* [Actions to take]:
(a) From the passage on extinction, pull out everything from "Extinct species do" down to "Australia's rarest Mammal.".
(b) According to the passage on extinction, where was the Gilbert's Potoroo rediscovered in 1994?
(c) Carry on the passage on extinction from the point where it stops.

* [Given passage]:
[Start of Attachment]
There are two forms of extinction. The first is where a population is below genetic viability and the second where the total number of animals is known to be 0. Australia is set up to account for these two forms with an extinction in the wild status and then a formal extinction classification. The use of these status was best illustrated with the extinction of the Thylacine.
The last known specimen died in captivity in Hobart on the 7th of September 1936. From there it was classified as extinct in the wild. On the 7th of September 1986 it was declared extinct. This may be where the "presumably" extinct idea for Thylacine is derived from despite its official extinct status.
Extinct species do get re-discovered, see the article below which gives us 14 reasons to hope for the Thylacine. Which was brought to my attention by Bryce Pinson from the www.facebook.com/thylacineresearchunit page;
Australia has several examples of mammal species, that have been rediscovered. For instance the Gilbert's Potoroo which First discovered in 1840 by naturalist John Gilbert and recorded again only a few times over the next 40 years, this small rat-kangaroo was thought to be extinct since the late 1870s until rediscovered in 1994 at Two Peoples Bay near Albany, on the South Coast of Western Australia.
There are thought to be only 30-40 animals in the wild and 40-50 animals in captivity and is critically endangered and is Australia's rarest Mammal.
Or The Mountain Pygmy Possum was first described as a Pleistocene fossil by Robert Broom in 1896. It was thought to be extinct until 1966, when a living specimen was discovered in a ski-hut on Mount Hotham (Wikipedia)
[End of Attachment]
* [Stored data]:
[Start of Attachment]
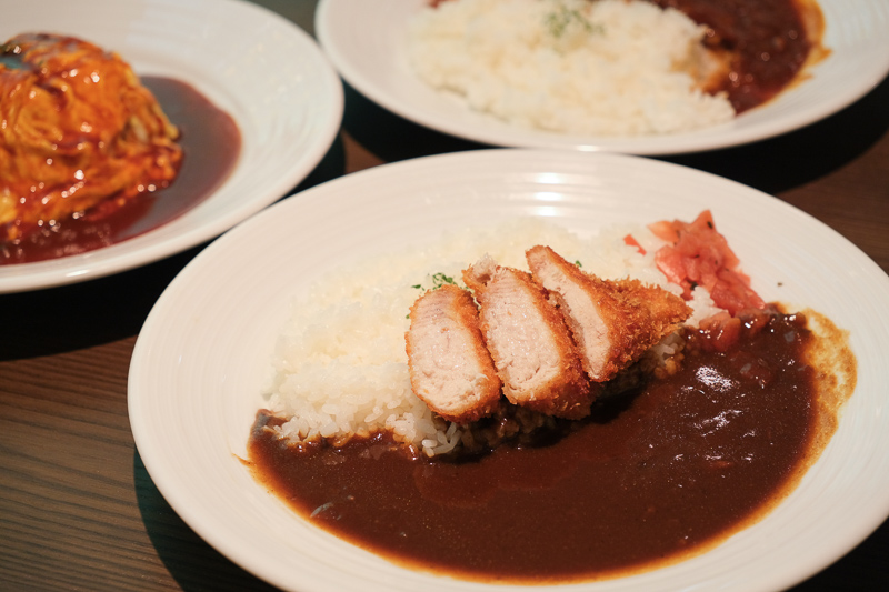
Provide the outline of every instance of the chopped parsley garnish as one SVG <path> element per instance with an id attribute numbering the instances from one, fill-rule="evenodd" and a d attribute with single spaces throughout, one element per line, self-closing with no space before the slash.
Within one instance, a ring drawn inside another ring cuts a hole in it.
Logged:
<path id="1" fill-rule="evenodd" d="M 586 32 L 601 33 L 603 28 L 601 24 L 593 24 L 585 17 L 579 10 L 568 8 L 563 3 L 559 3 L 558 8 L 549 12 L 546 17 L 546 24 L 549 32 L 555 38 L 560 38 L 565 34 L 572 24 L 581 27 Z"/>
[End of Attachment]
* [Responses to the tasks]:
(a)
Extinct species do get re-discovered, see the article below which gives us 14 reasons to hope for the Thylacine. Which was brought to my attention by Bryce Pinson from the www.facebook.com/thylacineresearchunit page;
Australia has several examples of mammal species, that have been rediscovered. For instance the Gilbert's Potoroo which First discovered in 1840 by naturalist John Gilbert and recorded again only a few times over the next 40 years, this small rat-kangaroo was thought to be extinct since the late 1870s until rediscovered in 1994 at Two Peoples Bay near Albany, on the South Coast of Western Australia.
There are thought to be only 30-40 animals in the wild and 40-50 animals in captivity and is critically endangered and is Australia's rarest Mammal.

(b) At Two Peoples Bay near Albany, on the South Coast of Western Australia.

(c)
Or if your concerned, as I was, that something that small could easily go undetected try the Bridled Nail Tailed Wallaby.
The last reported sighting of a Bridled Nail Tailed Wallaby was in 1937. Then, in 1973, the animal was reported on a cattle station near the town of Dingo, Central Queensland by a fencing contractor. Males are up to 8 kg in size (www.bntwallaby.org.au) not a 32kg Thylacine, granted, but it sets a precedent as a rediscovered medium sized mammal, in Australia.
Or what about an iconic animal like Victoria's state emblem the Lead Beaters Possum
The possum was discovered in 1867 and was originally known only through five specimens, the last one collected in 1909. From that time on, the fear that it might be extinct gradually grew into near-certainty after the swamps and wetlands in Australia around Bass River in south-west Gippsland were drained for farming in the early 1900s. Then, on 3rd April 1961, a member of the species was rediscovered by naturalist Eric Wilkinson, and the first specimen in more than 50 years was captured later in the month (Wikipedia)
In a recent article in Australian Geographic Dr Diana Fisher was quoted, when questioned about Bridled Nail Tailed Wallabies as saying "I think it might be useful to know that rediscoveries are not random, "If we know which types of species are most likely to be alive but hard to detect we might be able to better target searches for missing species." She also stated in Australian Geographic that "Many species feared extinct from habitat loss have in fact turned up in a different habitat, because they were more flexible than we realised," says Diana. "Some species can also persist in marginal habitat for some time." (Australian Geographic Magazine)
So despite recent reports of Thylacine having such limited genetic variance that they are 99.5% similar, the persecution of Thylacine as a sheep killer under bounty systems, continued habitat loss, genetic fragmentation of populations through habitat loss, island isolation, genetic bottle necking and a myriad of other issues one would like to have hope that the thylacine like these species could still be hanging on. Maybe not in genetically viable numbers but hanging on all the same and like these rediscovered species above, managed through programs to ensure their survival!